## [Texte fourni]

╔══

Chroniques

par laurent bergnach

Présences George Benjamin – épisode 2
création mondiale de Sintonía d’Oscar Bianchi

Auditorium / Maison de Radio France, Paris
- 8 février 2020
Le Quatuor Diotima créent Sintonía, troisième quatuor à cordes d'Oscar Bianchi
© dr

En résidence à Radio France pour y interpréter Bartók et Schubert (2018-2019), le Quatuor Diotima (fondé en 1996, voilà bientôt un quart de siècle) continue d’occuper les lieux, cette année, avec les derniers opus de Beethoven. Mais, plus qu’aucune autre en France, on sait la formation vouée à des ouvrages neufs, sinon naissants. C’est le cas aujourd’hui, avec quatre pièces conçues entre 2015 et 2019.

Londonien comme George Benjamin, son professeur à King’s College, Tom Coult (né en 1988) a aussi étudié à Manchester avec Camden Reeves et Philip Grange. En amont de son premier opéra, Violet, présenté en juin prochain à l’Aldeburgh Festival of music and arts, découvrons Quatuor à cordes (2018), qui vit le jour sous les doigts du groupe formé par Irvine Arditti. Ses cinq mouvements se veulent « des explorations des divers timbres des cordes jouées à vide » (brochure du festival), timbres d’autant plus riches que les cordes sont soumises à des diminutions de ton – un demi pour le second violon, un entier pour l’alto. Les climats s’enchainent, douze minutes durant : un premier léger et dansant, nourri de pizz’ et de glissandos, un autre plus sombre où le violoncelle joue en basse continue, un suivant qui cultive des plaintes cristallines, tandis qu’un dernier fait entendre volettements et pépiements dans une lumière matinale.

╚══

## [Énoncé du problème]
Reformulez plus brièvement le paragraphe de la chronique commençant par « En résidence à Radio France » en conservant ses faits principaux.

## [Données]
╔══

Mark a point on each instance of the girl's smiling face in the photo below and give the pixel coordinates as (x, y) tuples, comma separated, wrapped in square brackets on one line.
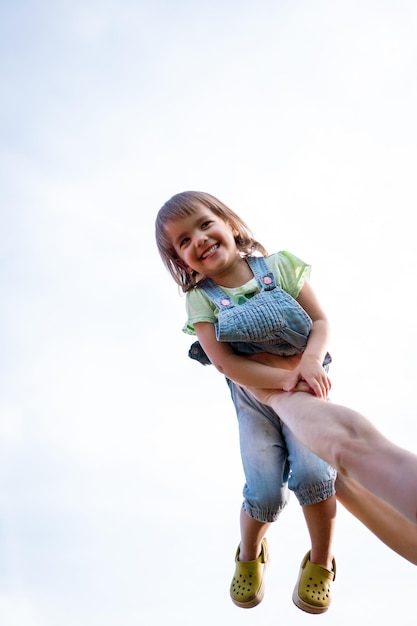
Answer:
[(204, 242)]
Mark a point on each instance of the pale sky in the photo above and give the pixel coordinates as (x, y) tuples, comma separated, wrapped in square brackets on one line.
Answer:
[(120, 481)]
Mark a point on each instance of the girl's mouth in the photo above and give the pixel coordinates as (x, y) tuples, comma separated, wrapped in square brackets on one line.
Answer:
[(210, 251)]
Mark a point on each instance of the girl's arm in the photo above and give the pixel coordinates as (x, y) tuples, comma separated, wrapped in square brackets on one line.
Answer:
[(310, 368), (241, 369)]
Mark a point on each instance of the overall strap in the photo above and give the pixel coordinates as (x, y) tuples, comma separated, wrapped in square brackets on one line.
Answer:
[(264, 278), (263, 274)]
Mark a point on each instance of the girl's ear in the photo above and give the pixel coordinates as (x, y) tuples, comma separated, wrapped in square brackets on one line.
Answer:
[(184, 266)]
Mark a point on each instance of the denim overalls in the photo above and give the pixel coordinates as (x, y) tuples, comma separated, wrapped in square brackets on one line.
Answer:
[(270, 321), (273, 459)]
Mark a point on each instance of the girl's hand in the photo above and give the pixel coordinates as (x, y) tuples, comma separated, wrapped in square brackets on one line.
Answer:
[(313, 374)]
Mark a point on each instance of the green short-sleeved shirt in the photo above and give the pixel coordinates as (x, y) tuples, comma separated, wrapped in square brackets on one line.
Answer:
[(289, 271)]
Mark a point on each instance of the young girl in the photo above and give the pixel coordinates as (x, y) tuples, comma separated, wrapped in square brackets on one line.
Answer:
[(204, 244)]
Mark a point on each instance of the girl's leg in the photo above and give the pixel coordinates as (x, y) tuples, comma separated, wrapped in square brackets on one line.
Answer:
[(385, 522), (252, 532), (321, 521), (349, 442)]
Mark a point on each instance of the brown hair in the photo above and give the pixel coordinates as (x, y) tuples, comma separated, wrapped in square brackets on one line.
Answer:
[(183, 205)]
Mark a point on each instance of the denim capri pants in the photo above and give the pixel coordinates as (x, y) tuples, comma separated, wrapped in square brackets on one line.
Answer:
[(274, 461)]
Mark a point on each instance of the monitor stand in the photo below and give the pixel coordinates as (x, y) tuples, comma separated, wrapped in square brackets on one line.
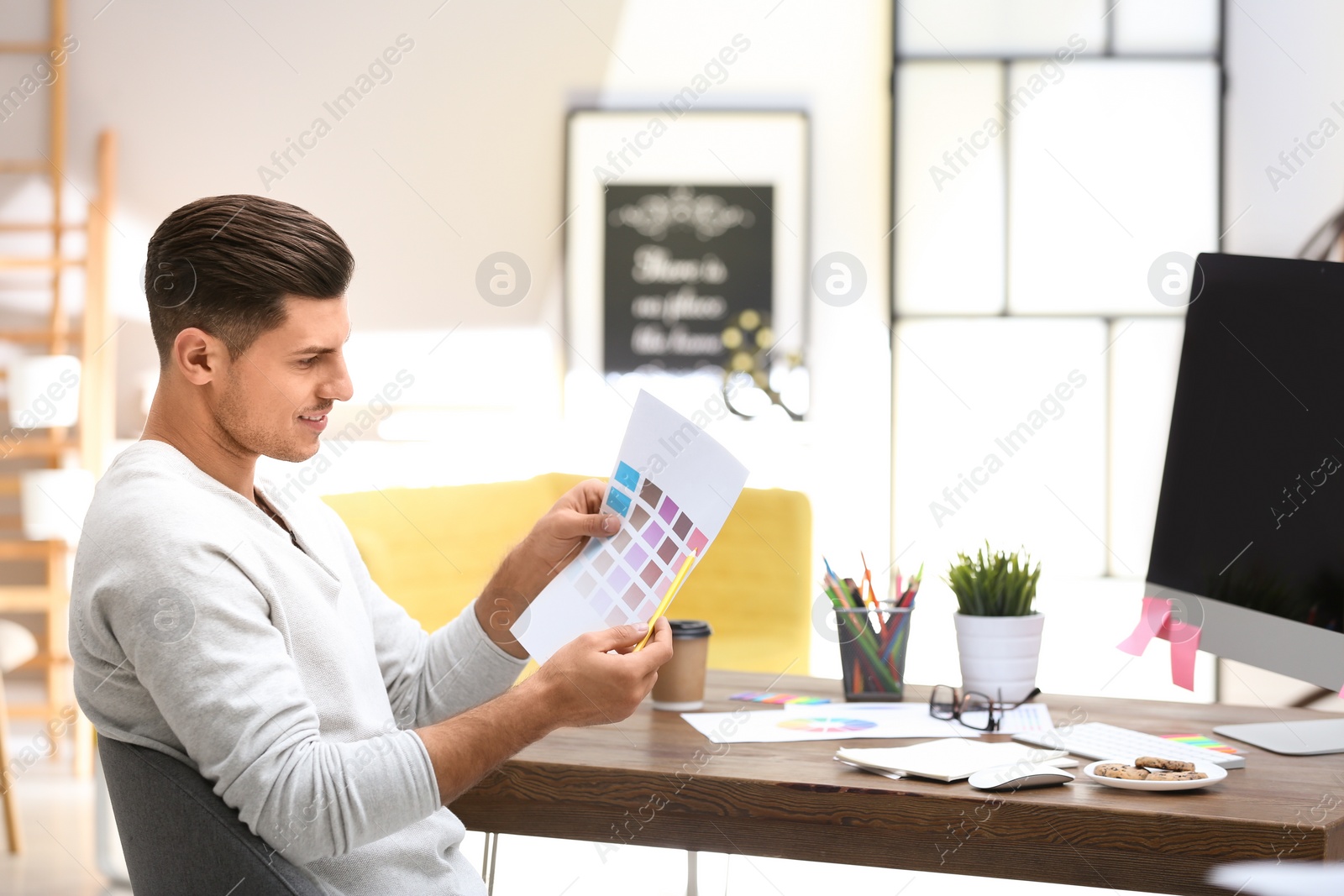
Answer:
[(1310, 738)]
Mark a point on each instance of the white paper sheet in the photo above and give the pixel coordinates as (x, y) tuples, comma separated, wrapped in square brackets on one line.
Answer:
[(951, 759), (674, 486), (839, 721)]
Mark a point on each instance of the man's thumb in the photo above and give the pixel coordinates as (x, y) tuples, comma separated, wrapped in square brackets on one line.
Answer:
[(620, 636)]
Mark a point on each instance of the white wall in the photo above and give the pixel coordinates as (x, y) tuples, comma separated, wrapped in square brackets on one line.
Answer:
[(1284, 70), (461, 155)]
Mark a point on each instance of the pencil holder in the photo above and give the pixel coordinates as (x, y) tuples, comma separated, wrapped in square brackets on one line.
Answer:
[(873, 652)]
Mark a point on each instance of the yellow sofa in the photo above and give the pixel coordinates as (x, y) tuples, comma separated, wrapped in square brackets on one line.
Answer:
[(433, 550)]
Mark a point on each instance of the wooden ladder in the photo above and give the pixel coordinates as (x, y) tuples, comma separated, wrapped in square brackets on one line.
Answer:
[(49, 448)]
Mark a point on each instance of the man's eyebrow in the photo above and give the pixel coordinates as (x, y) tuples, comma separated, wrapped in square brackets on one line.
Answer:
[(320, 349)]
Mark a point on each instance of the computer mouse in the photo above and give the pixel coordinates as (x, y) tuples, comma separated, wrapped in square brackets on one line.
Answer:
[(1019, 777)]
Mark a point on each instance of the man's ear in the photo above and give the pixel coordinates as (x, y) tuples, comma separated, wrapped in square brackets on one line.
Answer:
[(199, 356)]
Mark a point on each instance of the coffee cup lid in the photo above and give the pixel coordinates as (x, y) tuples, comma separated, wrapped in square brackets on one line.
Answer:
[(690, 629)]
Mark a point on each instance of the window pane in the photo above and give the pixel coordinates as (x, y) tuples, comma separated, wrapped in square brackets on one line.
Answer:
[(1166, 26), (998, 27), (949, 188), (1144, 356), (1000, 436), (1112, 164)]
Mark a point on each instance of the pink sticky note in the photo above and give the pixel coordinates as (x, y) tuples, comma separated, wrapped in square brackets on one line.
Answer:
[(1156, 621), (1184, 638), (1152, 622)]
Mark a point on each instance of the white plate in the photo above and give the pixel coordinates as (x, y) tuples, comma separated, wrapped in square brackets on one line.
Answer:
[(1215, 774)]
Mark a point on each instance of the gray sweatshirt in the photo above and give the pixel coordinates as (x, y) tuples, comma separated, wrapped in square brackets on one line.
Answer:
[(284, 674)]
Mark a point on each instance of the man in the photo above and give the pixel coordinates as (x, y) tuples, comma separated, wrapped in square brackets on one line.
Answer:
[(255, 645)]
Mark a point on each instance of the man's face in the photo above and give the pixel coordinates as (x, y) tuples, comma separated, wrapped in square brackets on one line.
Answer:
[(277, 392)]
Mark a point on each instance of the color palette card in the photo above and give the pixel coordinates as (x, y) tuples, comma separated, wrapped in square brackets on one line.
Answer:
[(672, 488), (832, 721)]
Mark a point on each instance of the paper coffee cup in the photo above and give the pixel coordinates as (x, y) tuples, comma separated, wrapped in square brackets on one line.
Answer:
[(680, 685)]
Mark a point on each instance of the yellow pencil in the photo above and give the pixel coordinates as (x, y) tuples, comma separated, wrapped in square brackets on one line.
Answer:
[(667, 598)]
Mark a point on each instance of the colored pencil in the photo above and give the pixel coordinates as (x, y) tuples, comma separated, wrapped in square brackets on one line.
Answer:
[(667, 598)]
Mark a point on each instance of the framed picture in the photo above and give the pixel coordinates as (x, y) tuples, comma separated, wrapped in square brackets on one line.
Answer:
[(685, 241)]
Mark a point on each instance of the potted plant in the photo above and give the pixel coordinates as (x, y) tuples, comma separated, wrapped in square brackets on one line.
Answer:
[(998, 631)]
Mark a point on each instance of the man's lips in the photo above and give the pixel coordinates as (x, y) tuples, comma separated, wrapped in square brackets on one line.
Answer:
[(313, 421)]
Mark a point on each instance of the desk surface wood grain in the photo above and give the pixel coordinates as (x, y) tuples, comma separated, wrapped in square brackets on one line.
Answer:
[(654, 781)]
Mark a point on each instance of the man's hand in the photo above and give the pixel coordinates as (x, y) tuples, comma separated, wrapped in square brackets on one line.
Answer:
[(561, 533), (554, 540), (586, 685), (581, 685)]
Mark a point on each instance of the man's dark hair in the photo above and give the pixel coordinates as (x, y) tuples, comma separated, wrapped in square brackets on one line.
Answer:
[(225, 265)]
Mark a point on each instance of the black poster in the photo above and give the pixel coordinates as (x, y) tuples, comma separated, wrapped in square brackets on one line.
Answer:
[(682, 265)]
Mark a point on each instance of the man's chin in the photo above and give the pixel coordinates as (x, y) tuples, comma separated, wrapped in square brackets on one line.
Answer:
[(297, 453)]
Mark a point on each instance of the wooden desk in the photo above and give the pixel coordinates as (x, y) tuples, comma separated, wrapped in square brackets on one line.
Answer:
[(655, 781)]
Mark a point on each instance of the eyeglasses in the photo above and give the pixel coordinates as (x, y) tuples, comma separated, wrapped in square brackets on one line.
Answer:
[(972, 710)]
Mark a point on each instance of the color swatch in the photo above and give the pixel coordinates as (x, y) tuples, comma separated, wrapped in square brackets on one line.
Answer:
[(645, 553), (672, 490)]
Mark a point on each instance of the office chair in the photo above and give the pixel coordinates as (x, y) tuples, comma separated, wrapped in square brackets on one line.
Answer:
[(179, 836)]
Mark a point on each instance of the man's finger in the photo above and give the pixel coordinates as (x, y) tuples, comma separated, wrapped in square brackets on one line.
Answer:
[(578, 524), (659, 649), (618, 637)]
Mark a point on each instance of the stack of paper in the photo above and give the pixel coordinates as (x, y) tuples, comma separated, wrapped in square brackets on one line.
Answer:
[(848, 720), (949, 759)]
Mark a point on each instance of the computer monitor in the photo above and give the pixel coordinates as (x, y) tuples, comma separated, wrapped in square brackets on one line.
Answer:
[(1249, 539)]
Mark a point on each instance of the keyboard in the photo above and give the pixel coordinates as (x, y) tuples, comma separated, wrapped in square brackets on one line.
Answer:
[(1099, 741)]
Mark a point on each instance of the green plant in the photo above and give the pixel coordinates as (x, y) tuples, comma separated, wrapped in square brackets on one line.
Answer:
[(994, 584)]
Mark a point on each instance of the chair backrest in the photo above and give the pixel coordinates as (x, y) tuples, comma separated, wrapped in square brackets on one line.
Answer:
[(179, 836), (433, 550)]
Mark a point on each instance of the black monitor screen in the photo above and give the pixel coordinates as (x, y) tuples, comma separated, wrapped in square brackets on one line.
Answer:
[(1252, 508)]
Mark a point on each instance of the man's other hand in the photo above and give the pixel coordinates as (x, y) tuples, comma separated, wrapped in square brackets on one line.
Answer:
[(585, 684)]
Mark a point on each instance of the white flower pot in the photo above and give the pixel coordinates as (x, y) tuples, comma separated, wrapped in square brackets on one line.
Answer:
[(999, 654)]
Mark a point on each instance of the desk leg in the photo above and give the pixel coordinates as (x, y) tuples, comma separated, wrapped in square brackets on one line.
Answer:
[(492, 848)]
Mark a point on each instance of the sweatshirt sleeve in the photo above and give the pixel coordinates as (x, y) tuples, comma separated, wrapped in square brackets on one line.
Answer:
[(429, 678), (203, 647)]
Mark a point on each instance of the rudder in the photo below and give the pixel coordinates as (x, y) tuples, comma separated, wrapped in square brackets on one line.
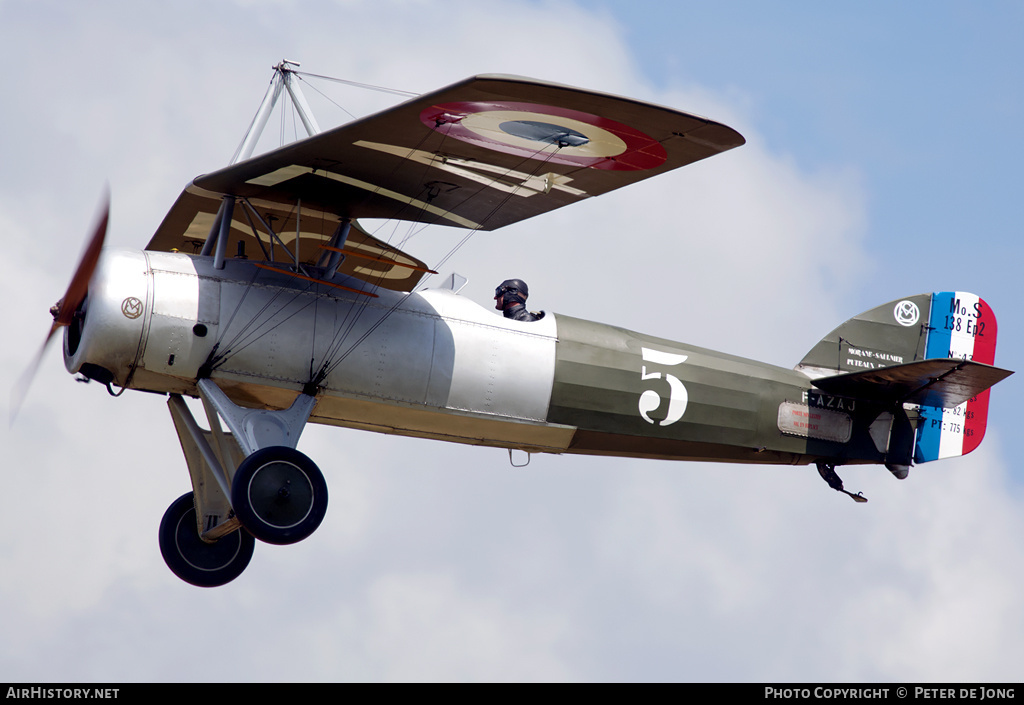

╚══

## [Réponse rédigée]
Après une résidence à Radio France consacrée à Bartók et à Schubert (2018-2019), le Quatuor Diotima, fondé en 1996, y interprète cette année les derniers opus de Beethoven. Formation la plus vouée en France aux œuvres nouvelles, il joue aujourd'hui quatre pièces conçues entre 2015 et 2019.